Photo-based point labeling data
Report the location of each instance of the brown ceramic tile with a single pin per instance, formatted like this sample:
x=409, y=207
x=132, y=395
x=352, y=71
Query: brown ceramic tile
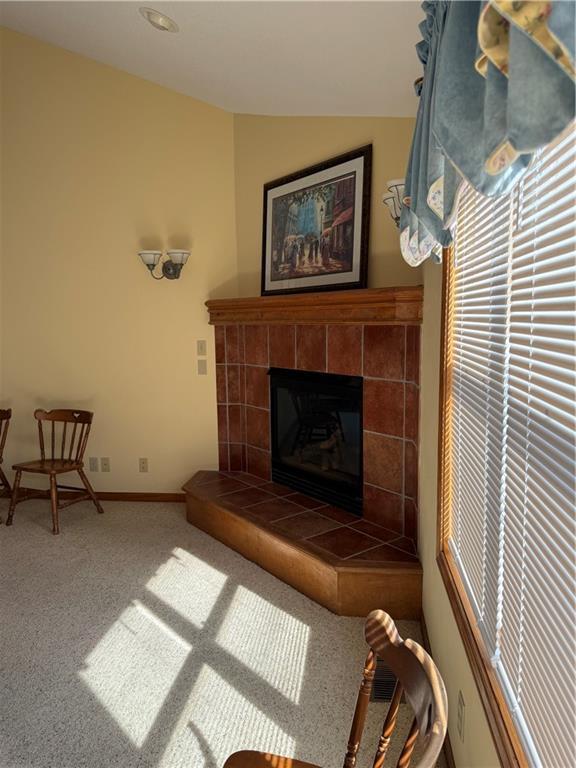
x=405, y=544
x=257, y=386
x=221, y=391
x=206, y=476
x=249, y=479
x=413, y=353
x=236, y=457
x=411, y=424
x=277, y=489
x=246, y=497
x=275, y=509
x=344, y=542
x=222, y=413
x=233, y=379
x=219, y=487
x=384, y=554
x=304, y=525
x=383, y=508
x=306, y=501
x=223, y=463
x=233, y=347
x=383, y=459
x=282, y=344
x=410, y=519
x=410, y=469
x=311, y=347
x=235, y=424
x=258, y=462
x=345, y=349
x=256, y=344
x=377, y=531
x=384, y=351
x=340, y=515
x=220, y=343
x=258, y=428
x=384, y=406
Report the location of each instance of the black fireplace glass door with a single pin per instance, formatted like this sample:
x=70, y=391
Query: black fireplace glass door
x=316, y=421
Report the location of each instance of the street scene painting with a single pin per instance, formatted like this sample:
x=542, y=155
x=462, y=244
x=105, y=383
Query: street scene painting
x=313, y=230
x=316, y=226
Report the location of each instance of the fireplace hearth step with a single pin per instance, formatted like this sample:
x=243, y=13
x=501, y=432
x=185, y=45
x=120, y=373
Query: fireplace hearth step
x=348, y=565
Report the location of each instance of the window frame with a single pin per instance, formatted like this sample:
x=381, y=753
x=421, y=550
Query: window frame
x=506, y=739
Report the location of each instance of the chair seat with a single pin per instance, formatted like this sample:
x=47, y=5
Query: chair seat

--

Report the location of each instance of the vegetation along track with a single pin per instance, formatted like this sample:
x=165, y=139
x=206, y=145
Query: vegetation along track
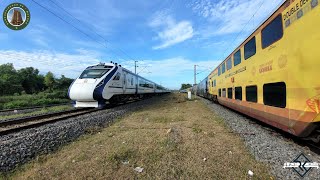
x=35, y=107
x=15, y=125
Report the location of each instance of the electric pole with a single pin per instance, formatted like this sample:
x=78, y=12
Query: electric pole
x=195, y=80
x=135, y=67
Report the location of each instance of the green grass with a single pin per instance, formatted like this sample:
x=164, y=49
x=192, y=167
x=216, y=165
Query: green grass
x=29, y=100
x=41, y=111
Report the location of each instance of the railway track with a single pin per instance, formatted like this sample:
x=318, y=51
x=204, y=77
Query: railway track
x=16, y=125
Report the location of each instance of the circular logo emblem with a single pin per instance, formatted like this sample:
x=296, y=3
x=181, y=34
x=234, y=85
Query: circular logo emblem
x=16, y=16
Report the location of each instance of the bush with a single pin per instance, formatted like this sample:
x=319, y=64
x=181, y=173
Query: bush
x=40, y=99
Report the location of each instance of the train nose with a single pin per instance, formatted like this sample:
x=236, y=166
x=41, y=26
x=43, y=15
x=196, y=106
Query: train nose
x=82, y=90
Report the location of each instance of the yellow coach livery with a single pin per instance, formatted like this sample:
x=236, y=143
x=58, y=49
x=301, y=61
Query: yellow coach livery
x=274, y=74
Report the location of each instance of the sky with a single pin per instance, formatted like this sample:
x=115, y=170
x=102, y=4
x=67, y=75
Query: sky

...

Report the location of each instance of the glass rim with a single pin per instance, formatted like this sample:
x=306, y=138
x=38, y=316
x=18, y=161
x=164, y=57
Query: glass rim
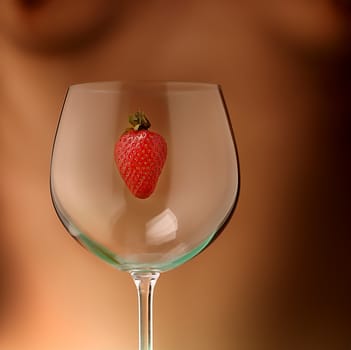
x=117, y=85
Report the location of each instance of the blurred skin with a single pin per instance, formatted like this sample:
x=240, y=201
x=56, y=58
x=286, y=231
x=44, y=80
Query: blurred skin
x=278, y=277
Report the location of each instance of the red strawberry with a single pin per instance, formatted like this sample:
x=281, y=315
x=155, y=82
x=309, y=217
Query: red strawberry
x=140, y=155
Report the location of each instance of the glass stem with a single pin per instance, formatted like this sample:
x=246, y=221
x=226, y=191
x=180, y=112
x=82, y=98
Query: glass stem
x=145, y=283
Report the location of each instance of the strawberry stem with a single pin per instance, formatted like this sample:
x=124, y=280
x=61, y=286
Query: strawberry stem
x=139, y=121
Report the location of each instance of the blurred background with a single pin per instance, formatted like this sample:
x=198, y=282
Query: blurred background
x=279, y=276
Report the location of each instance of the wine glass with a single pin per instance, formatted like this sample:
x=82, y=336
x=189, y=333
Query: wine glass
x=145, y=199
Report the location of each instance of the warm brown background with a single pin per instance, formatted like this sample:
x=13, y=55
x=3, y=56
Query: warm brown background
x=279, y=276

- [Stated task]
Show every line of the data above that contains the word "electric".

- [Exercise answer]
Report the location of each instance of the electric pole with a single pin per instance, formatted like this sample:
Query: electric pole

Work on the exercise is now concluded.